** Work task **
All records below are to be set down exactly, each character intact.

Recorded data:
________________________

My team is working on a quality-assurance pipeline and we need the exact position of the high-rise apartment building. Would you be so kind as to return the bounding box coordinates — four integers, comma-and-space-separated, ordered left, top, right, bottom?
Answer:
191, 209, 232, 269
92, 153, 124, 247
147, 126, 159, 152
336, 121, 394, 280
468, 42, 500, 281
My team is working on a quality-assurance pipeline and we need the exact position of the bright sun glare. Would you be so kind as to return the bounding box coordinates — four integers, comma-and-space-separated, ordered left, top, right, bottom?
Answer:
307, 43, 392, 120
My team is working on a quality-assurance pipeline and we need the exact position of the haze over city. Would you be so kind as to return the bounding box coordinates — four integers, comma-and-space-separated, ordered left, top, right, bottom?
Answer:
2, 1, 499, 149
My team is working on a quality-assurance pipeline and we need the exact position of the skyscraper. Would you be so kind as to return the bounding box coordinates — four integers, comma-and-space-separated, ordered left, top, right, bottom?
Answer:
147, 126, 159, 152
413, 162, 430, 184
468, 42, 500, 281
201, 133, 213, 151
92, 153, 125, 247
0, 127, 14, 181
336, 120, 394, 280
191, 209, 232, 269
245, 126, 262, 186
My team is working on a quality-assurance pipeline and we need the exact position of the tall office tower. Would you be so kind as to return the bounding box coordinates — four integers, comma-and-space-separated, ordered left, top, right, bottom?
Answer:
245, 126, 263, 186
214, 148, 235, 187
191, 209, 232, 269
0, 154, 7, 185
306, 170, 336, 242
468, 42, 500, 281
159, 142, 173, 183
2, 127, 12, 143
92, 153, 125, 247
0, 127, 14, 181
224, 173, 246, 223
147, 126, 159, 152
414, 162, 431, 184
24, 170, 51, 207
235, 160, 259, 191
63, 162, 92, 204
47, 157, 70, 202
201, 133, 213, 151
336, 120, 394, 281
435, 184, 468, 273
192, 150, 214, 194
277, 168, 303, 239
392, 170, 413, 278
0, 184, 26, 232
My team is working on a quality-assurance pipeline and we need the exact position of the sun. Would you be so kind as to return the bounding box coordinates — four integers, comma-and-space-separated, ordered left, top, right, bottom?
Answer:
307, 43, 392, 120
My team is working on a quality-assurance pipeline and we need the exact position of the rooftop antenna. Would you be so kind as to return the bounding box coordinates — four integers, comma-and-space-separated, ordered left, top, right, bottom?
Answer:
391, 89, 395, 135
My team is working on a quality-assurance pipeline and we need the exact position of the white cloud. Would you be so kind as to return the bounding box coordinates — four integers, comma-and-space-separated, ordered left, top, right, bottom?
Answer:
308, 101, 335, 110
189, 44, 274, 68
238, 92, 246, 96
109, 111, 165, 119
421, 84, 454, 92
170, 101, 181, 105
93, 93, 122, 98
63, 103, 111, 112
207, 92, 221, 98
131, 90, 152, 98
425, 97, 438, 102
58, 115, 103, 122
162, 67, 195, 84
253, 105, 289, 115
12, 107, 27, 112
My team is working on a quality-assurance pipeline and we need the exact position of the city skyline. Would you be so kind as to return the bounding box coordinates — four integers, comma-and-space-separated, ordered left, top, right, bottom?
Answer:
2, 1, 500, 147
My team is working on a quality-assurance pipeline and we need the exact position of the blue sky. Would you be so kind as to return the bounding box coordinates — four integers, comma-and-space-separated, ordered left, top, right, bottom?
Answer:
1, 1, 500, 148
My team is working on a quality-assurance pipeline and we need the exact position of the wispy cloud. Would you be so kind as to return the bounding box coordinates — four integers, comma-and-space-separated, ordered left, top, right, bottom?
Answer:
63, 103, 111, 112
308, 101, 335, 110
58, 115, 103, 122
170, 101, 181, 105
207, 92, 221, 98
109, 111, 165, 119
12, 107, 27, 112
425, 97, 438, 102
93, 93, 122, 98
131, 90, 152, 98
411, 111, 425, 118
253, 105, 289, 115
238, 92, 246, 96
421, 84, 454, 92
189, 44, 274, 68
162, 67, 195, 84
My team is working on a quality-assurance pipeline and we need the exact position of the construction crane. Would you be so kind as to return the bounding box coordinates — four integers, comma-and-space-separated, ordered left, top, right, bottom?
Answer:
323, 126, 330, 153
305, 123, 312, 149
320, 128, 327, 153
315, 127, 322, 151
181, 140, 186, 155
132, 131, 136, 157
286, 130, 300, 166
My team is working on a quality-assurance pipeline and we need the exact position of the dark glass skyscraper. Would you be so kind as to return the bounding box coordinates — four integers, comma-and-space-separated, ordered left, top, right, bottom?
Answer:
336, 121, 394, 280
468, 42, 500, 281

________________________

** Output of the task **
My team is working on a quality-assurance pipeline and we need the exact position of the high-rise apartment building. Would you be so kind as to return the bounding box coordinates — four integers, comma-and-space-separated, ordered left, top, right, bottom?
Answer:
191, 209, 232, 269
92, 153, 124, 247
147, 126, 159, 152
336, 121, 394, 280
468, 42, 500, 281
My team is working on a quality-assurance pipeline and we need the exact position of the bright sun glare. Would you be so kind as to return the bounding box coordinates — four integers, comma-and-space-separated, ordered left, top, right, bottom?
Answer:
307, 43, 392, 120
My team is working on a quality-assurance pipeline and we need the exact position of the haze over city. Would you be so kind as to return the bounding box coordinates — four integers, comma-and-space-separated, ordered left, top, right, bottom?
Answer:
2, 1, 499, 149
My team is working on a quality-assurance pipeline and we need the exact position of the skyscraper. Would you be so kind as to return the bounding box coordinates — four integers, comma-and-space-separated, ordered left, top, right, bottom?
Answer:
147, 126, 159, 152
413, 162, 430, 184
468, 42, 500, 281
201, 133, 213, 151
92, 153, 125, 247
0, 127, 14, 181
336, 120, 394, 280
191, 209, 232, 269
245, 126, 262, 186
My team is working on a quality-assurance pipeline and we need the exact position of the tall office tower. Would you be so kind as to return the bounding box coordinates — four integers, comma-and-space-separated, ordered left, top, right, bottom?
Answer:
245, 126, 263, 186
214, 148, 235, 187
191, 209, 232, 269
0, 154, 7, 185
306, 170, 336, 242
468, 42, 500, 281
159, 142, 173, 183
2, 127, 12, 143
92, 153, 125, 247
0, 127, 14, 181
224, 173, 246, 223
147, 126, 159, 152
414, 162, 431, 184
24, 170, 51, 207
235, 160, 259, 191
63, 162, 92, 204
47, 157, 70, 202
201, 133, 213, 151
336, 120, 394, 281
435, 184, 468, 273
192, 150, 214, 194
277, 168, 303, 239
392, 170, 413, 278
0, 184, 26, 232
My team is working on a quality-assurance pipeline and we need the exact position of the sun. Would you be so kind as to return the bounding box coordinates — four integers, comma-and-space-separated, ordered left, top, right, bottom?
Answer:
307, 43, 392, 120
My team is working on a quality-assurance pipeline and we need the exact position of the rooftop antenna. Would you be so kind as to return the bounding box coordinates — four integers, comma-and-space-separated, ordered left, top, right, bottom?
Answer:
391, 89, 395, 135
My team is working on a quality-assurance pipeline and we need the exact position of the white cloud. Would you be so kind as to return the bounding box coordinates — four integers, comma-and-space-separated, ordered left, top, right, bottom?
Answer:
308, 101, 335, 110
189, 44, 274, 68
238, 92, 246, 96
109, 111, 165, 119
421, 84, 454, 92
170, 101, 181, 105
93, 93, 122, 98
63, 103, 111, 112
207, 92, 221, 98
131, 90, 152, 98
425, 97, 438, 102
58, 115, 103, 122
162, 67, 195, 84
253, 105, 289, 115
12, 107, 27, 112
My team is working on a quality-assurance pipeline and we need the exact position of the city skyline. Would you be so kind as to return the bounding box coordinates — four integers, comma-and-space-separated, ordered left, top, right, bottom?
Answer:
2, 1, 500, 147
My team is working on a quality-assurance pipeline and we need the exact position of the blue sky. Would you be so kind as to return the bounding box coordinates — four integers, comma-and-space-separated, ordered left, top, right, bottom?
Answer:
1, 1, 500, 148
My team is working on a quality-assurance pipeline and we need the exact position of the wispy cloud. Would you be so kind as to return the bounding box coordinates — four integers, comma-and-space-separated, ordered left, top, right, bottom?
Answer:
63, 103, 111, 112
308, 101, 335, 110
58, 115, 103, 122
170, 101, 181, 105
207, 92, 221, 98
109, 111, 165, 119
12, 107, 27, 112
425, 97, 438, 102
93, 93, 122, 98
131, 90, 152, 98
411, 111, 425, 118
253, 105, 289, 115
238, 92, 246, 96
421, 84, 454, 92
189, 44, 274, 68
162, 67, 195, 84
My team is working on a quality-assurance pipeline and we need the exact position of the construction crane. Would you be so kind as to return the bounding box coordinates — four integers, comma-and-space-separated, ordered left, top, right, bottom?
Answer:
323, 126, 330, 153
305, 123, 312, 149
320, 128, 327, 153
315, 127, 322, 151
181, 140, 186, 155
132, 131, 136, 157
286, 130, 300, 166
My team is working on a quality-assurance pipeline and we need the exact position of the dark glass skyscraper. Would you be so kind as to return the bounding box coordinates — four integers, comma-and-space-separated, ordered left, top, right, bottom?
Answer:
336, 121, 394, 280
468, 42, 500, 281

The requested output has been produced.